**Exercise aim**: Rescale the items starting at the line that contains "scan for: baby's back" and ending at the last line of the items, copying only those lines in full, requests included. Multiply every coordinate in the answers by 1.4 and round each to a whole number, with halves rounding up.

**Listing**:
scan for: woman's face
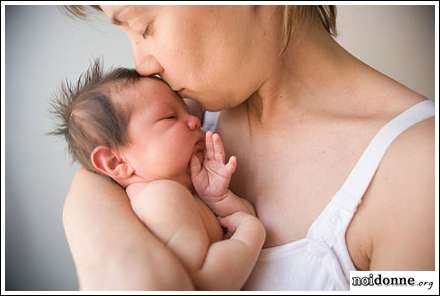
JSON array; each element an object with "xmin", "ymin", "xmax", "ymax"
[{"xmin": 101, "ymin": 5, "xmax": 276, "ymax": 111}]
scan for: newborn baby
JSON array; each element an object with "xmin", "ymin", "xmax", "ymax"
[{"xmin": 53, "ymin": 62, "xmax": 265, "ymax": 290}]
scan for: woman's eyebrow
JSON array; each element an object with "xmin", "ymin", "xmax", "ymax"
[{"xmin": 112, "ymin": 5, "xmax": 129, "ymax": 26}]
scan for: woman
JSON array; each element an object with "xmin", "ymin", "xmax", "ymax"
[{"xmin": 64, "ymin": 6, "xmax": 434, "ymax": 290}]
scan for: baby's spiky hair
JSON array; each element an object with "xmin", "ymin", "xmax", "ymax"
[{"xmin": 49, "ymin": 59, "xmax": 140, "ymax": 172}]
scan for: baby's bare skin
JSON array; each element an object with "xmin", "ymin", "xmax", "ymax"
[{"xmin": 126, "ymin": 132, "xmax": 265, "ymax": 290}]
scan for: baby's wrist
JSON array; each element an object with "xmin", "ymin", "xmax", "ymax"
[{"xmin": 200, "ymin": 189, "xmax": 231, "ymax": 203}]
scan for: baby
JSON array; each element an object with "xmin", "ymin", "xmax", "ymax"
[{"xmin": 52, "ymin": 61, "xmax": 265, "ymax": 290}]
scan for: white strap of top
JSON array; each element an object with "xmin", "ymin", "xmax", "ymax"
[{"xmin": 334, "ymin": 100, "xmax": 435, "ymax": 212}]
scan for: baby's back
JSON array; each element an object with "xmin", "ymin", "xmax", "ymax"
[{"xmin": 130, "ymin": 180, "xmax": 223, "ymax": 274}]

**Written solution**:
scan for: baby's back
JSON array; each element an object with "xmin", "ymin", "xmax", "ymax"
[{"xmin": 182, "ymin": 252, "xmax": 312, "ymax": 384}]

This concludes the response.